• _Text provided_
An extremely nuanced and subtle examination of love, charity and political struggle during the paranoid years of the GDR.
If Christian Petzold’s 2008 film Jerichow boldly transplanted the fulsome melodrama of Douglas Sirk and the menace of classic film noir into a beguiling and restrained art house body, the German director’s latest, Barbara, is a Cold War character study that submerges those genre considerations even deeper into the fabric of its specific milieu.
The social and political tensions of communist life in the 1980s East German town of Torgau are so seamlessly woven into Petzold’s layered mise-en-scéne that the rigours of daily existence take on an almost organic quality. Wind in the trees and crashing waves are physical markers of erosion, the perfect symbolic complement to each major character’s numbing battle against institutional quagmire.
Described as 'sulky' by a high-ranking police officer (Rainer Bock) before she even utters a word, the film’s title character (played by Petzold mainstay Nina Hoss) is the kind of durable and conflicted woman the director specialises in. As with the two lead characters in Jerichow, Barbara has a troubled past that won’t stop pestering her present.
In between rounds as a doctor at a humble provincial hospital where she cares for attempted suicide cases and escapees from the local internment camp, Barbara suffers random raids by the secret police for some unnamed past offence. Despite this ongoing harassment, she plans to escape to West Germany and join her wealthy lover for a life of freedom.
So the juxtaposition of professional duty (Barbara has a natural bedside manner) and individualism becomes the film’s most striking dichotomy; a multi-faceted conflict that grows increasingly tense with each passing minute. Stylistically, Barbara avoids overt camera angles or compositions that call attention to its main character’s internal strife.
Instead, Petzold often frames Hoss in static medium shots, allowing her swan neck and curlicue strands of blond hair to hover above the green and gray hues of her surroundings. This subtle approach to composition creates the false impression of freedom for a character constantly under psychological siege.
Without relying on explicit plot exposition, Petzold reveals Barbara’s moral nuances through shifts in her facial expressions, mostly during closed off moments to which only the viewer is privy. Watching as Barbara’s emotional façade – constructed to protect her from self-indictment – begins to crumble makes for stunning and restrained cinema.

• _What you are asked to do_
Write out the entire review of the film Barbara above word for word.

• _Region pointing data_
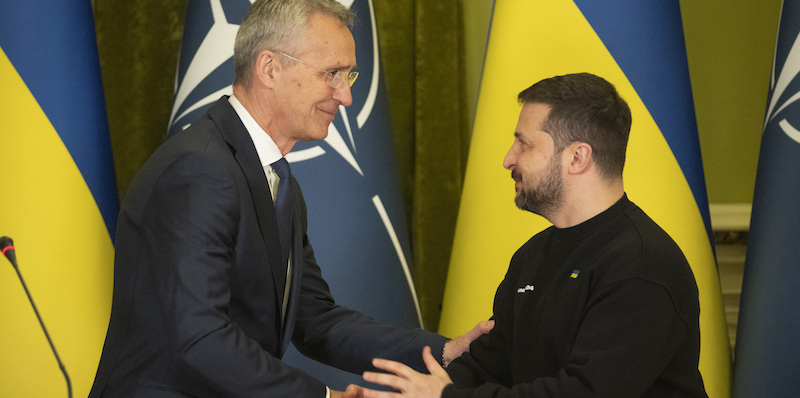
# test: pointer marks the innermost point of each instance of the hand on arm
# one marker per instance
(454, 348)
(407, 381)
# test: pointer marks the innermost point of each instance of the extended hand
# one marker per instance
(407, 381)
(454, 348)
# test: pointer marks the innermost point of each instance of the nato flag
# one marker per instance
(767, 348)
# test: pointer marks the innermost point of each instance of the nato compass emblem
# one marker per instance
(785, 86)
(355, 210)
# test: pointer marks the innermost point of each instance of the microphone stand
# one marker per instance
(47, 335)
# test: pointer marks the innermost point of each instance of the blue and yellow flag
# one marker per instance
(639, 47)
(59, 199)
(356, 220)
(767, 347)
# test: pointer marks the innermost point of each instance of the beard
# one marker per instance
(547, 195)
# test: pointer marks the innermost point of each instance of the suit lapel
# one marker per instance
(234, 132)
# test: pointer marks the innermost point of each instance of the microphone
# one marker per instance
(7, 247)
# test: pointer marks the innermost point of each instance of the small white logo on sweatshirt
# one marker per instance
(527, 288)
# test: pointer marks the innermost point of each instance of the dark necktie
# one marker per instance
(283, 207)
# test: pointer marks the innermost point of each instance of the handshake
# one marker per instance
(409, 383)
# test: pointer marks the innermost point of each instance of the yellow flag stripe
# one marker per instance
(531, 41)
(63, 248)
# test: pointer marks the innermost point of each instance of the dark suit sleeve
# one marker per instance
(192, 221)
(345, 338)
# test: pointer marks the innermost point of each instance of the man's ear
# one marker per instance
(581, 157)
(267, 68)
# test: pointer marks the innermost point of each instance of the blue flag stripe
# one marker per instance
(655, 64)
(63, 74)
(769, 318)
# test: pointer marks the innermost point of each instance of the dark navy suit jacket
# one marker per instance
(199, 284)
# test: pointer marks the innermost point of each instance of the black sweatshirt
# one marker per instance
(607, 308)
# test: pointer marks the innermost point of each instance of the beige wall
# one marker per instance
(729, 45)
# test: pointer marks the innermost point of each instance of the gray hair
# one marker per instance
(278, 25)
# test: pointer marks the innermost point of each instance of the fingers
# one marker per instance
(431, 363)
(353, 391)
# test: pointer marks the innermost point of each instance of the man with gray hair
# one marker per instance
(214, 272)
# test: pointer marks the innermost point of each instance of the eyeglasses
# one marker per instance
(335, 78)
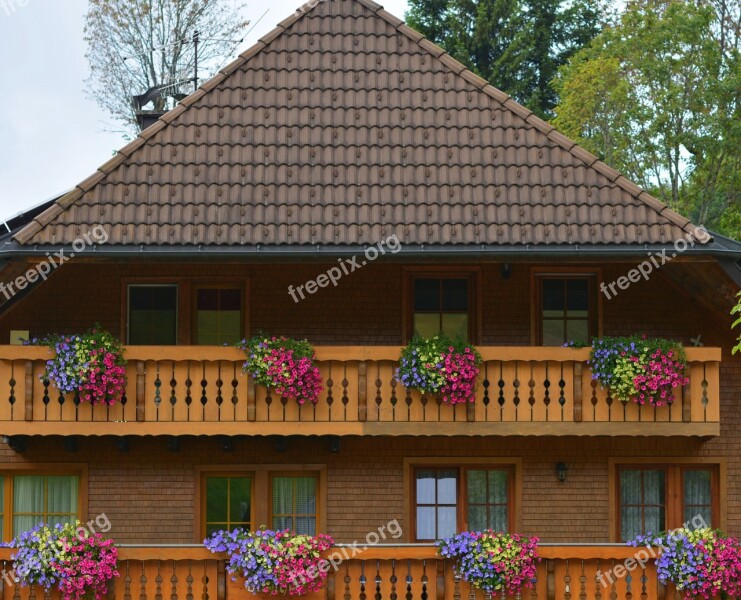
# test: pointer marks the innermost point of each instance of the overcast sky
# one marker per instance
(51, 135)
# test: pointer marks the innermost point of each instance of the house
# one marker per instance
(346, 181)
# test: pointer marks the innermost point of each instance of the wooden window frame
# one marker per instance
(185, 333)
(261, 485)
(538, 274)
(514, 497)
(472, 273)
(205, 475)
(316, 474)
(127, 304)
(8, 472)
(674, 484)
(217, 286)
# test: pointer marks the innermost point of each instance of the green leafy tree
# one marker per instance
(134, 45)
(657, 97)
(517, 45)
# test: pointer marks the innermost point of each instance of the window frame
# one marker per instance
(674, 488)
(471, 273)
(316, 474)
(198, 285)
(539, 274)
(204, 475)
(127, 304)
(514, 492)
(261, 490)
(8, 472)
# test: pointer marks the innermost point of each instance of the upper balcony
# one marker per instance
(197, 390)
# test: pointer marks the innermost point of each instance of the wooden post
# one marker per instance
(440, 582)
(551, 579)
(251, 399)
(140, 390)
(578, 406)
(28, 401)
(220, 580)
(362, 391)
(687, 402)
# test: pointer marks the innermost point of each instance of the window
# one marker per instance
(228, 501)
(659, 497)
(294, 502)
(452, 499)
(152, 318)
(566, 309)
(441, 305)
(30, 498)
(218, 316)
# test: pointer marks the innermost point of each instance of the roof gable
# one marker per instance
(343, 126)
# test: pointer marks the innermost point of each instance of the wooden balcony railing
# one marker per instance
(177, 390)
(379, 573)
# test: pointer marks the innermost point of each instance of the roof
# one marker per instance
(343, 126)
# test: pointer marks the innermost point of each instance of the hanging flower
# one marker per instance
(77, 563)
(439, 365)
(90, 364)
(273, 562)
(288, 366)
(492, 561)
(701, 563)
(639, 369)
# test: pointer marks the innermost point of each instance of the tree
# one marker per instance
(657, 97)
(135, 45)
(517, 45)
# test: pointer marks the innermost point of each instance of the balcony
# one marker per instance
(179, 390)
(384, 572)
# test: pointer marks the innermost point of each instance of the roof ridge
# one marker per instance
(581, 154)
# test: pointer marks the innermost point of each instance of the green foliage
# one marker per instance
(517, 45)
(736, 310)
(657, 97)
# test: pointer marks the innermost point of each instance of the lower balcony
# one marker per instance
(384, 572)
(201, 390)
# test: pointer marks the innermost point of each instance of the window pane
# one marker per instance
(477, 518)
(239, 500)
(425, 487)
(426, 523)
(553, 333)
(28, 494)
(653, 487)
(455, 295)
(577, 331)
(577, 295)
(499, 518)
(426, 324)
(446, 521)
(498, 487)
(152, 314)
(553, 296)
(217, 489)
(476, 487)
(427, 295)
(62, 495)
(630, 522)
(446, 487)
(455, 325)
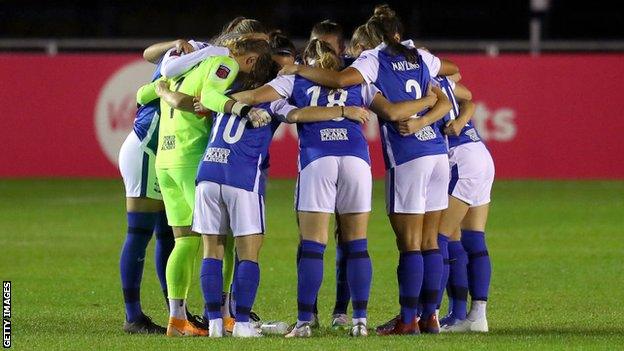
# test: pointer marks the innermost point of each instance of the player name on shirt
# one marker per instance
(334, 134)
(404, 66)
(217, 154)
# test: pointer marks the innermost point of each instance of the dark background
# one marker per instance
(431, 19)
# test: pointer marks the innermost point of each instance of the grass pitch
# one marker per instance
(557, 251)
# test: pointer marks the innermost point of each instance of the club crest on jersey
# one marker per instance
(222, 72)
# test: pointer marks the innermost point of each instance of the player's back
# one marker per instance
(338, 137)
(237, 154)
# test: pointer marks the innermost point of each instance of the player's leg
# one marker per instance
(178, 190)
(136, 170)
(315, 202)
(210, 219)
(436, 201)
(353, 203)
(164, 245)
(456, 280)
(473, 233)
(246, 213)
(405, 204)
(343, 296)
(479, 265)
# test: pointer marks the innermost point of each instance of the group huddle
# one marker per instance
(196, 163)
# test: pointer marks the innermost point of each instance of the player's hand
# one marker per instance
(453, 128)
(358, 114)
(258, 117)
(183, 46)
(199, 108)
(162, 87)
(409, 126)
(288, 69)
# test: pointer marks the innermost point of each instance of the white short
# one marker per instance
(341, 184)
(138, 170)
(221, 209)
(472, 173)
(418, 186)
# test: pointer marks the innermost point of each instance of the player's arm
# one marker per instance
(175, 99)
(288, 113)
(265, 93)
(175, 64)
(439, 109)
(467, 109)
(318, 114)
(448, 68)
(329, 78)
(399, 111)
(154, 52)
(147, 93)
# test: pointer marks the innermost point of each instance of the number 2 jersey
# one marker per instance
(237, 154)
(338, 137)
(468, 133)
(400, 80)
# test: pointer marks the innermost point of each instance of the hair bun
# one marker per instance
(384, 11)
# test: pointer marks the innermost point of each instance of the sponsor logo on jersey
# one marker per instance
(223, 72)
(334, 134)
(217, 154)
(168, 142)
(404, 66)
(116, 106)
(472, 134)
(425, 134)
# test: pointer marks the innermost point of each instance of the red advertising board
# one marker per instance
(548, 116)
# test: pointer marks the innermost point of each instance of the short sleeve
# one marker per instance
(368, 93)
(174, 64)
(368, 65)
(280, 109)
(222, 72)
(433, 62)
(284, 85)
(147, 93)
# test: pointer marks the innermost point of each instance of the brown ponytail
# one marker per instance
(322, 53)
(383, 27)
(363, 39)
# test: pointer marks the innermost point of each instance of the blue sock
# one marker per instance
(309, 278)
(410, 276)
(212, 286)
(443, 246)
(343, 294)
(164, 244)
(433, 267)
(458, 279)
(479, 265)
(298, 260)
(359, 275)
(140, 228)
(247, 280)
(234, 287)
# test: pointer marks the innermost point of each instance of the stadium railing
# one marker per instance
(490, 47)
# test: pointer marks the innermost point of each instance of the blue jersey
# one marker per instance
(338, 137)
(237, 154)
(400, 80)
(468, 133)
(146, 119)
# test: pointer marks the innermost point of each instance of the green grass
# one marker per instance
(556, 247)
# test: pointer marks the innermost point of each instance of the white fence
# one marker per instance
(490, 47)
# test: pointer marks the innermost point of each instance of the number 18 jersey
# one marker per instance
(400, 80)
(338, 137)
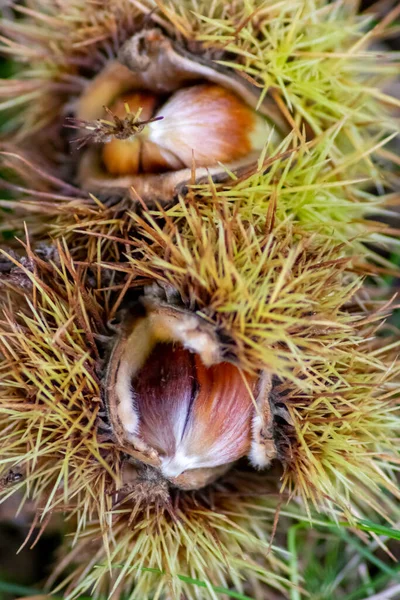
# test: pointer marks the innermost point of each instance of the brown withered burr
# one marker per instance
(175, 403)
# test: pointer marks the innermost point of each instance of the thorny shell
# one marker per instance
(150, 62)
(176, 403)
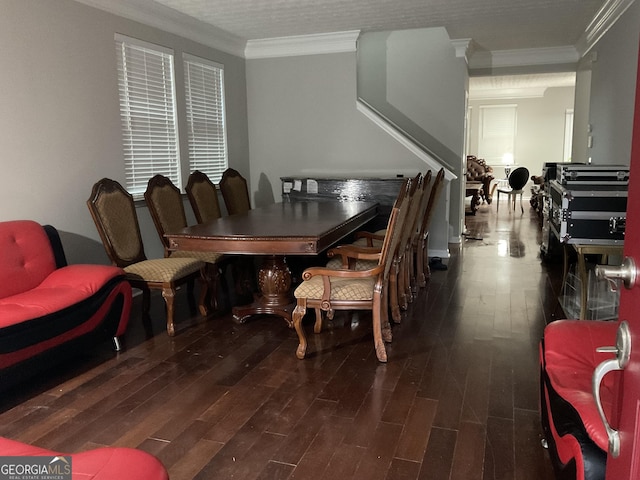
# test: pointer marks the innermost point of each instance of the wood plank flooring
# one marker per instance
(457, 400)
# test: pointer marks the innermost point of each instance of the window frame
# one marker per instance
(206, 116)
(151, 76)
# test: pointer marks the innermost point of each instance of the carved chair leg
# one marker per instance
(402, 285)
(381, 351)
(387, 334)
(169, 294)
(298, 313)
(205, 281)
(420, 278)
(393, 294)
(190, 296)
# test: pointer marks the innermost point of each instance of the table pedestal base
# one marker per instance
(274, 298)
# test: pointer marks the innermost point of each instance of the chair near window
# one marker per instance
(517, 180)
(235, 192)
(113, 211)
(423, 272)
(167, 211)
(203, 197)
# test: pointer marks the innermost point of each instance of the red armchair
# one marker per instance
(108, 463)
(49, 308)
(574, 433)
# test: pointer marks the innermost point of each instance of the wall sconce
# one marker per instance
(507, 160)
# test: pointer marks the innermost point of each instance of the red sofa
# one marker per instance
(109, 463)
(575, 434)
(48, 308)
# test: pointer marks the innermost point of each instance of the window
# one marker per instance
(147, 111)
(204, 97)
(497, 137)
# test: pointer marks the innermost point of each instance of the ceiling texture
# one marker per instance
(492, 24)
(511, 28)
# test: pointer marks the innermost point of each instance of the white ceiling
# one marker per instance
(517, 86)
(492, 24)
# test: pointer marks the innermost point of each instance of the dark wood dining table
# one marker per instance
(275, 231)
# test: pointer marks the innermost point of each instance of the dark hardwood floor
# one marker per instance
(457, 400)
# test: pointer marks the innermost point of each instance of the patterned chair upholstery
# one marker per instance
(326, 289)
(167, 211)
(114, 214)
(235, 192)
(203, 197)
(479, 172)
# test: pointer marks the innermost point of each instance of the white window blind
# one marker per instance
(204, 97)
(148, 113)
(497, 137)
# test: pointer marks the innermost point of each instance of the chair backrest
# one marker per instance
(422, 208)
(393, 235)
(416, 195)
(166, 208)
(235, 192)
(434, 194)
(114, 214)
(203, 197)
(519, 178)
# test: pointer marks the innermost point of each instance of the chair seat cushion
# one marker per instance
(364, 242)
(336, 263)
(62, 289)
(107, 463)
(341, 289)
(163, 269)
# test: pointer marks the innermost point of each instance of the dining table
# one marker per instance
(274, 232)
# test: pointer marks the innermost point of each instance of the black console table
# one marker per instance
(381, 190)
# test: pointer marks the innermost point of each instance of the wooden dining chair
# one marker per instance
(422, 255)
(113, 211)
(413, 241)
(399, 279)
(235, 192)
(327, 289)
(166, 207)
(203, 197)
(402, 256)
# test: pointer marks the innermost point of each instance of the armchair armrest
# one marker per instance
(369, 236)
(352, 253)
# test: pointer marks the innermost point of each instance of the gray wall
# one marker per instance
(612, 90)
(540, 128)
(59, 115)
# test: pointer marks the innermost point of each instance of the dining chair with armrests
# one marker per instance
(517, 180)
(113, 211)
(329, 289)
(423, 271)
(235, 192)
(203, 197)
(166, 207)
(396, 287)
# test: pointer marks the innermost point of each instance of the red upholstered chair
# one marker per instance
(574, 432)
(109, 463)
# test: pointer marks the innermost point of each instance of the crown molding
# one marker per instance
(464, 48)
(336, 42)
(507, 94)
(604, 19)
(524, 57)
(157, 15)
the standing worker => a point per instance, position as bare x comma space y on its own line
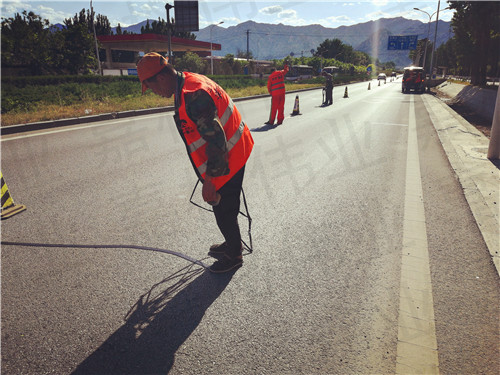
218, 143
328, 88
276, 87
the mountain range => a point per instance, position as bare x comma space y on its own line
276, 41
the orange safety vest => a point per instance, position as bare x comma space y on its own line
276, 82
238, 137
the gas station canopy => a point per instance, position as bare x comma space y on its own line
150, 43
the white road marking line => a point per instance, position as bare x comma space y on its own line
67, 128
417, 344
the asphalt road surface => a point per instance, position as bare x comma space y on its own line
330, 195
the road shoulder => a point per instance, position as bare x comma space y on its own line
466, 148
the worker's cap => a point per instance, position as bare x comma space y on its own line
150, 65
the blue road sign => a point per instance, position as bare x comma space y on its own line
400, 42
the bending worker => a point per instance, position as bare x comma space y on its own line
218, 143
328, 88
276, 87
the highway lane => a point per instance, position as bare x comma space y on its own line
321, 293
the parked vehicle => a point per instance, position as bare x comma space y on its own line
413, 79
298, 72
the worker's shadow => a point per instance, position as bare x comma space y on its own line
157, 325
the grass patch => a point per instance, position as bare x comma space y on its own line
35, 103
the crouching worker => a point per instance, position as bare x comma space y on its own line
218, 143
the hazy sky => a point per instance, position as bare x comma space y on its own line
327, 13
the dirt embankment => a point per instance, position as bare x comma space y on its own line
474, 104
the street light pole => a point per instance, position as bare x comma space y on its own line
435, 35
428, 32
169, 31
211, 56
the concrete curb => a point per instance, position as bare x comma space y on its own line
466, 148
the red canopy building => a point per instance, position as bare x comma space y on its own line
147, 43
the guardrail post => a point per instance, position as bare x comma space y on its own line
494, 147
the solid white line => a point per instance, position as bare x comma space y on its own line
67, 128
417, 344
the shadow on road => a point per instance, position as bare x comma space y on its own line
157, 325
264, 128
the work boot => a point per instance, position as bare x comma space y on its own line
226, 263
219, 249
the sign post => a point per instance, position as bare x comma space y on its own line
402, 42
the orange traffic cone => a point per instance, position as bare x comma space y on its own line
296, 110
9, 208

• _Output of the exercise_
An extremely nuanced and subtle examination of love, charity and political struggle during the paranoid years of the GDR.
If Christian Petzold’s 2008 film Jerichow boldly transplanted the fulsome melodrama of Douglas Sirk and the menace of classic film noir into a beguiling and restrained art house body, the German director’s latest, Barbara, is a Cold War character study that submerges those genre considerations even deeper into the fabric of its specific milieu.
The social and political tensions of communist life in the 1980s East German town of Torgau are so seamlessly woven into Petzold’s layered mise-en-scéne that the rigours of daily existence take on an almost organic quality. Wind in the trees and crashing waves are physical markers of erosion, the perfect symbolic complement to each major character’s numbing battle against institutional quagmire.
Described as 'sulky' by a high-ranking police officer (Rainer Bock) before she even utters a word, the film’s title character (played by Petzold mainstay Nina Hoss) is the kind of durable and conflicted woman the director specialises in. As with the two lead characters in Jerichow, Barbara has a troubled past that won’t stop pestering her present.
In between rounds as a doctor at a humble provincial hospital where she cares for attempted suicide cases and escapees from the local internment camp, Barbara suffers random raids by the secret police for some unnamed past offence. Despite this ongoing harassment, she plans to escape to West Germany and join her wealthy lover for a life of freedom.
So the juxtaposition of professional duty (Barbara has a natural bedside manner) and individualism becomes the film’s most striking dichotomy; a multi-faceted conflict that grows increasingly tense with each passing minute. Stylistically, Barbara avoids overt camera angles or compositions that call attention to its main character’s internal strife.
Instead, Petzold often frames Hoss in static medium shots, allowing her swan neck and curlicue strands of blond hair to hover above the green and gray hues of her surroundings. This subtle approach to composition creates the false impression of freedom for a character constantly under psychological siege.
Without relying on explicit plot exposition, Petzold reveals Barbara’s moral nuances through shifts in her facial expressions, mostly during closed off moments to which only the viewer is privy. Watching as Barbara’s emotional façade – constructed to protect her from self-indictment – begins to crumble makes for stunning and restrained cinema.